**EXERCISE BRIEF**
Your answer must be the records below, given again exactly, with no pictures in it.

Stored data entries:
□ □ □ □

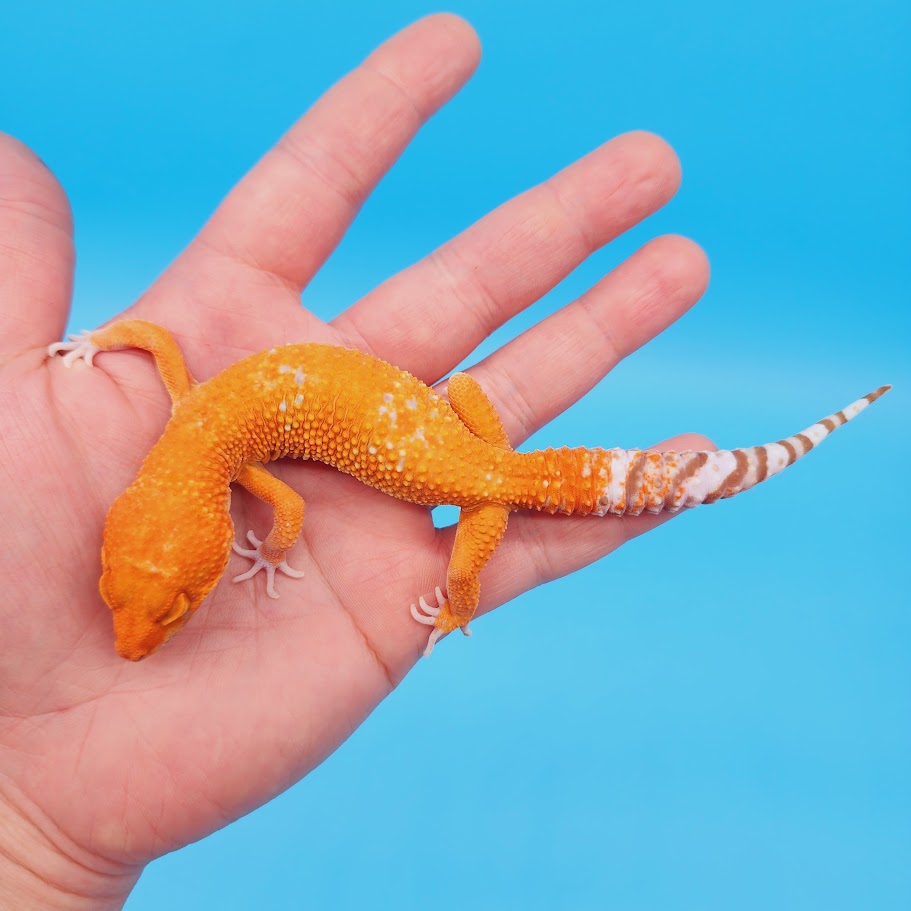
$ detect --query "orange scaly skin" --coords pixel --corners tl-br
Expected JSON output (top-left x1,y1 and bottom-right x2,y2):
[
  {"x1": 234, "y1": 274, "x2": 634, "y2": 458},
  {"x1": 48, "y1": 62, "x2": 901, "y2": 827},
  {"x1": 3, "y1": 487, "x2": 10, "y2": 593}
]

□ □ □ □

**SOLUTION FOR THIS PROBLEM**
$ detect --query "orange scaly skin" --coords pixel --corners tl-br
Expected JSON output (top-left x1,y1 and bottom-right x2,y2):
[
  {"x1": 234, "y1": 274, "x2": 634, "y2": 458},
  {"x1": 48, "y1": 62, "x2": 901, "y2": 827},
  {"x1": 3, "y1": 487, "x2": 10, "y2": 593}
]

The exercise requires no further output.